=== What to produce ===
How many lines in the entries below contain the string "grass"? Reply with the number alone.
※
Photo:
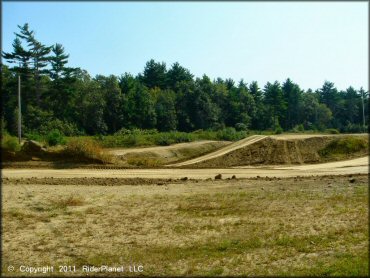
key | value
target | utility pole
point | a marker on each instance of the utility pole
(363, 109)
(19, 110)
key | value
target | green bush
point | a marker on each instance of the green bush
(278, 130)
(55, 137)
(10, 143)
(86, 149)
(298, 128)
(68, 129)
(241, 127)
(332, 131)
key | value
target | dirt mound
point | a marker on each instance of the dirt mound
(273, 151)
(156, 156)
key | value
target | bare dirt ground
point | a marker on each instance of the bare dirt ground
(354, 166)
(301, 220)
(229, 148)
(274, 150)
(165, 150)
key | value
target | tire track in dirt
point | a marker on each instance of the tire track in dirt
(353, 166)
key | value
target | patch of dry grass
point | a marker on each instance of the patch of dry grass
(317, 226)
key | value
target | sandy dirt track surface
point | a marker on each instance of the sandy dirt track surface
(123, 151)
(234, 146)
(354, 166)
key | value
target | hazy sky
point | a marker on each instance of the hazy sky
(309, 42)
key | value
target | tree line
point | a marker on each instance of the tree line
(56, 96)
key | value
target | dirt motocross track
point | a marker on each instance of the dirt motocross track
(264, 156)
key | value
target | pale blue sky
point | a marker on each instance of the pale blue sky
(309, 42)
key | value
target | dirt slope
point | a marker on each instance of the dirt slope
(168, 154)
(271, 150)
(221, 152)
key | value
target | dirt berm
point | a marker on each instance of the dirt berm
(275, 150)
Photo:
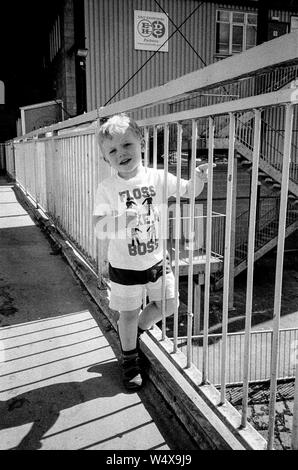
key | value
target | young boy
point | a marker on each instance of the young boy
(127, 211)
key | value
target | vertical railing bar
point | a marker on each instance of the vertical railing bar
(85, 174)
(146, 138)
(155, 147)
(68, 187)
(228, 228)
(279, 268)
(294, 441)
(177, 234)
(83, 138)
(191, 242)
(208, 247)
(250, 261)
(165, 226)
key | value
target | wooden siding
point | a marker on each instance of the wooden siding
(112, 59)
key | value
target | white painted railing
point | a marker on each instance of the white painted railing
(59, 168)
(260, 355)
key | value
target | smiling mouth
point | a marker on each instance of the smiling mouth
(124, 162)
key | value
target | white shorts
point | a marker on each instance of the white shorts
(123, 297)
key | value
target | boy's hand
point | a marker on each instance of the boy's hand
(202, 171)
(131, 217)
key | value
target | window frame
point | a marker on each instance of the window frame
(245, 24)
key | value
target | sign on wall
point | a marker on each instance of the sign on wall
(151, 31)
(294, 24)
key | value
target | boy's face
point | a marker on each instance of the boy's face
(123, 152)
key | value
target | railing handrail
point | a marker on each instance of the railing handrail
(234, 333)
(271, 53)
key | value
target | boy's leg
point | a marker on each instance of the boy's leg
(152, 313)
(127, 329)
(127, 300)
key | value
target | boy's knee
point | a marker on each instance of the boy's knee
(170, 306)
(129, 314)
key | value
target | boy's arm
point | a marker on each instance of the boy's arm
(201, 177)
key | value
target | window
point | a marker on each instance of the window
(235, 31)
(55, 39)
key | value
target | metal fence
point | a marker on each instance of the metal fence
(60, 167)
(260, 355)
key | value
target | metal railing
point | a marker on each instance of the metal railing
(266, 229)
(260, 355)
(60, 167)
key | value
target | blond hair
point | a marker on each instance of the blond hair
(118, 124)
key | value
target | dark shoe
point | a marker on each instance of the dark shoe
(131, 372)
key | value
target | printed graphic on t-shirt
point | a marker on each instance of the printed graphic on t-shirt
(143, 236)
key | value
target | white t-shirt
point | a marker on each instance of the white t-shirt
(139, 246)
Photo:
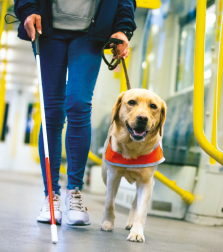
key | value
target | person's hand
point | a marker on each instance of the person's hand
(29, 23)
(122, 49)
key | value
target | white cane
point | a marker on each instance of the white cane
(47, 160)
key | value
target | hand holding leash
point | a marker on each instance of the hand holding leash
(114, 62)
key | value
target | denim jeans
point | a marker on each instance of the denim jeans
(68, 50)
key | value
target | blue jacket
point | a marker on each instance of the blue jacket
(111, 16)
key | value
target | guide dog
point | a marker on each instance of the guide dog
(133, 150)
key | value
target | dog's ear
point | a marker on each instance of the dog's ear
(162, 117)
(116, 108)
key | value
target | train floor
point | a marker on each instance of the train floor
(21, 198)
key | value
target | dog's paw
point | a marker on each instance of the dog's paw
(128, 226)
(106, 226)
(135, 237)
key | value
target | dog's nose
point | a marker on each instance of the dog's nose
(142, 118)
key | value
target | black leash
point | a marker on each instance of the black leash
(10, 15)
(114, 62)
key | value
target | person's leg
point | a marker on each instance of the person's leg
(53, 59)
(84, 59)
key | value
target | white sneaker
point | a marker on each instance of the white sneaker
(75, 210)
(44, 215)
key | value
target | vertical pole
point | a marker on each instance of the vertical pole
(2, 82)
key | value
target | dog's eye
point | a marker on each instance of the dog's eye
(131, 102)
(153, 106)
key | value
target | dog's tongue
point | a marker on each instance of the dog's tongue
(139, 134)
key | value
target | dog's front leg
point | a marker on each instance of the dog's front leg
(113, 181)
(144, 192)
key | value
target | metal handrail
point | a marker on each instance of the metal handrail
(199, 85)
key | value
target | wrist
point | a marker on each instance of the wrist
(127, 33)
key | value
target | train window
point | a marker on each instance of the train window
(185, 71)
(29, 123)
(5, 128)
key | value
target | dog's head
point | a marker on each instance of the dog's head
(139, 112)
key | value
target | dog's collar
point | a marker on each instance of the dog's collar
(152, 159)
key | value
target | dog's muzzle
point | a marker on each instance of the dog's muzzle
(138, 133)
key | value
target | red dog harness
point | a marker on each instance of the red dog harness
(154, 158)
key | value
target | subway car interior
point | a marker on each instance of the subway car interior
(185, 212)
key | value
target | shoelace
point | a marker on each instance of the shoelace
(56, 204)
(76, 202)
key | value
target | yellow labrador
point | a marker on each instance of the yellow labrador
(136, 130)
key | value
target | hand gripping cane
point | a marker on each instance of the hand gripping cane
(47, 160)
(114, 63)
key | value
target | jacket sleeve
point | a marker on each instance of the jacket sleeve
(124, 18)
(25, 8)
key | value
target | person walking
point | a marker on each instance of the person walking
(71, 34)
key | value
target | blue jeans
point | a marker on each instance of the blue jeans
(68, 50)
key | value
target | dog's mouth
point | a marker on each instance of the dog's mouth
(138, 133)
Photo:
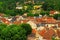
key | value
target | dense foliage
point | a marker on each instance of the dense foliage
(14, 32)
(27, 27)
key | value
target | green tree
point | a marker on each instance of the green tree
(27, 27)
(13, 32)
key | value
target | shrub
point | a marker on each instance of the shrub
(30, 14)
(13, 32)
(36, 14)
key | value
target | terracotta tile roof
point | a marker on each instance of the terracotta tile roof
(47, 34)
(17, 22)
(58, 33)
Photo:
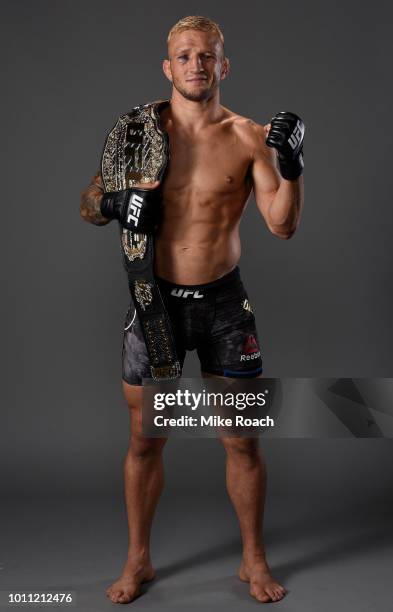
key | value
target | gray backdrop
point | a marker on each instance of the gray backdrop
(323, 299)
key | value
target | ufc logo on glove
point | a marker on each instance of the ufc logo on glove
(135, 208)
(296, 136)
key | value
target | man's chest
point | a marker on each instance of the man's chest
(213, 162)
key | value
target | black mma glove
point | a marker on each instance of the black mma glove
(286, 136)
(138, 210)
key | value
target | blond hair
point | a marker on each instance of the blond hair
(196, 22)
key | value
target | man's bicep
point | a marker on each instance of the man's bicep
(266, 179)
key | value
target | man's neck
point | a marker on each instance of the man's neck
(195, 115)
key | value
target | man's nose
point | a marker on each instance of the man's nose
(196, 63)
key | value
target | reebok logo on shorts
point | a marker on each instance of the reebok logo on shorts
(250, 349)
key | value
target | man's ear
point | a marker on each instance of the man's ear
(166, 67)
(225, 68)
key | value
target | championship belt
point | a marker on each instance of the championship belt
(137, 151)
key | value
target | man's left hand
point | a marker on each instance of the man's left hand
(286, 134)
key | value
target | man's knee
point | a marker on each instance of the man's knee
(242, 448)
(145, 448)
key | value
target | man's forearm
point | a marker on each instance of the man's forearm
(285, 208)
(91, 202)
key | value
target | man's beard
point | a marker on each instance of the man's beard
(197, 96)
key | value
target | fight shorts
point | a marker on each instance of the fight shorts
(215, 318)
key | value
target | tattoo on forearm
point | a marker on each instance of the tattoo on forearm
(91, 200)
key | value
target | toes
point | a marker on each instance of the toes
(115, 596)
(260, 595)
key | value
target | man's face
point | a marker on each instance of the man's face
(196, 64)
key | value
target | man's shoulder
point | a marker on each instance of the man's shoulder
(251, 133)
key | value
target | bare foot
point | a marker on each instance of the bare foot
(127, 588)
(262, 585)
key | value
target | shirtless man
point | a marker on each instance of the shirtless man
(217, 159)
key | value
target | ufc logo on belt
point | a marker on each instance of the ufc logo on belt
(135, 209)
(295, 137)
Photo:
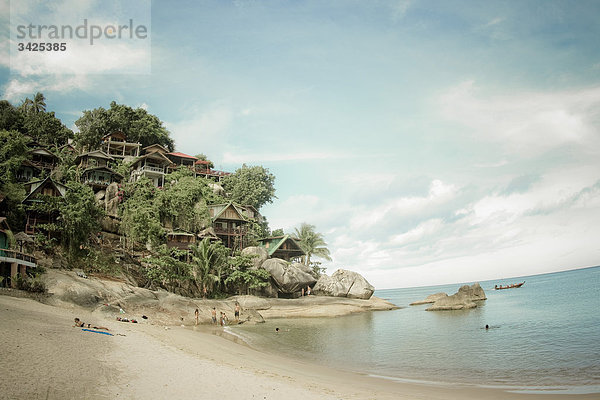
※
=== Output ===
2